> _Persyaratan_: Kumpulkan setiap baris dalam data di bawah ini yang memuat kata "wading", lalu salin baris-baris itu.
====== Data Tugas
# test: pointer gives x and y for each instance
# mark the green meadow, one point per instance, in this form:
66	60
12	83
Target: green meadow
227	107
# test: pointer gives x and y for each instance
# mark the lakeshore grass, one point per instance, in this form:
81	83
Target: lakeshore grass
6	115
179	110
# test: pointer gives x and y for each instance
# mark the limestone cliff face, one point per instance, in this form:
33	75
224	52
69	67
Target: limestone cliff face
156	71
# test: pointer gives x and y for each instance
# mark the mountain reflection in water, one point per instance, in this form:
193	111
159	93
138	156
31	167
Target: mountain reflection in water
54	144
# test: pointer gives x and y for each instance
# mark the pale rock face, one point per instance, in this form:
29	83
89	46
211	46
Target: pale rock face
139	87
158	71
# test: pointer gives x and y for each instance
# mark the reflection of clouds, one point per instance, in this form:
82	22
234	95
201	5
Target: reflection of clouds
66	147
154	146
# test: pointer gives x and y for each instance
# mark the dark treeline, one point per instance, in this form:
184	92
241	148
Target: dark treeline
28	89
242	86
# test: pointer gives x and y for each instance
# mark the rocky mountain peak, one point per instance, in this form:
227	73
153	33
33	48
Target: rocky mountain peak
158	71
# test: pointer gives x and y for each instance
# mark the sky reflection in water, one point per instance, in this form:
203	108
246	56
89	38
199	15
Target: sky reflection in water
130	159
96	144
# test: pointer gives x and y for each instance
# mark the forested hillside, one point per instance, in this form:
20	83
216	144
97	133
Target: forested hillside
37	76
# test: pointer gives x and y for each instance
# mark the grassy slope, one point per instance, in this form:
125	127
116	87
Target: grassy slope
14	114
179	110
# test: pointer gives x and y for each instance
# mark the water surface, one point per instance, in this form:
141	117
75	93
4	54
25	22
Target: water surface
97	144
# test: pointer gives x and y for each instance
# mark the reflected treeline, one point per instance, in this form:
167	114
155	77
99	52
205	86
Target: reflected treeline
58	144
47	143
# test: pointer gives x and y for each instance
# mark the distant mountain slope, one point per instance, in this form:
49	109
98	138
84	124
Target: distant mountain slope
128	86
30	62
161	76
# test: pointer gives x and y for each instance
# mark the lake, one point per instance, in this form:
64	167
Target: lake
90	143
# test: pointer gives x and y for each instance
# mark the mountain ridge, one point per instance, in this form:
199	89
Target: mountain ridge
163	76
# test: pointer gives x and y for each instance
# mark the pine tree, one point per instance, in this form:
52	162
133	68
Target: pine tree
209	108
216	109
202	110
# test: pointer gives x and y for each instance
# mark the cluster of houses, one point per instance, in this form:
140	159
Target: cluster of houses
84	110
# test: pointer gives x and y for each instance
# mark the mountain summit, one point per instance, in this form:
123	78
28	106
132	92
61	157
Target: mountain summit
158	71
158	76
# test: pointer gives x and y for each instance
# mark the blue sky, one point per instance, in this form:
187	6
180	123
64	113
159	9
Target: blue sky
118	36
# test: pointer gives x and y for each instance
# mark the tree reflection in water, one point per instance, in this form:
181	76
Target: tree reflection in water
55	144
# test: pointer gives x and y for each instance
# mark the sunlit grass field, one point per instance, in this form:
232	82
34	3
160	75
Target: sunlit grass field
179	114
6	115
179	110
============
====== Data Tugas
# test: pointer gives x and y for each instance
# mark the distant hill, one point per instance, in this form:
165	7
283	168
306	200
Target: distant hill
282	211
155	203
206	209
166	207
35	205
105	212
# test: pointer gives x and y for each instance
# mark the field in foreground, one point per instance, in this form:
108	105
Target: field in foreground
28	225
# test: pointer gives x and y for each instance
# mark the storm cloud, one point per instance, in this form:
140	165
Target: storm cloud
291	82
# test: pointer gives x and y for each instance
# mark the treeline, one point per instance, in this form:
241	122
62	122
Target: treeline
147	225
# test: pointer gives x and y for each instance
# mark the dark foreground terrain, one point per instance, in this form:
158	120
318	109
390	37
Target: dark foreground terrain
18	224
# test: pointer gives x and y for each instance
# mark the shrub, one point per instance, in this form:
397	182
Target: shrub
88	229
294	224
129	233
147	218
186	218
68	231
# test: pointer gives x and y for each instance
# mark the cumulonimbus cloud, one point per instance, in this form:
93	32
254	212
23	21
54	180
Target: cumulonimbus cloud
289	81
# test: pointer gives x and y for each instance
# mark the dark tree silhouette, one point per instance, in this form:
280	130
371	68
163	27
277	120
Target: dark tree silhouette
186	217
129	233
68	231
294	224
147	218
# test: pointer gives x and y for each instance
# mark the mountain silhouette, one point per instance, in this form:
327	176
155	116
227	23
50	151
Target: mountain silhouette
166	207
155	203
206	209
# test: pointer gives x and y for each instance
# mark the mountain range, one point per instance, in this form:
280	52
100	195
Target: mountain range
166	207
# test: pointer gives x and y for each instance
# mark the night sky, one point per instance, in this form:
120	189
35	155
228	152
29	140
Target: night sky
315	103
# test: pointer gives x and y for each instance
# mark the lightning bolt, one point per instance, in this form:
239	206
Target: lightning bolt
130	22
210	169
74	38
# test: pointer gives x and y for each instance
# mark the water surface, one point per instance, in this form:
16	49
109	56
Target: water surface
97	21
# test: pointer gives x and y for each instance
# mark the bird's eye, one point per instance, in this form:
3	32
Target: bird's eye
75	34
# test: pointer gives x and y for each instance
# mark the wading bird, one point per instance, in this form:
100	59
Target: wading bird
============
> _Jawaban_:
# mark the wading bird, one point per instance, in this form:
Target: wading bird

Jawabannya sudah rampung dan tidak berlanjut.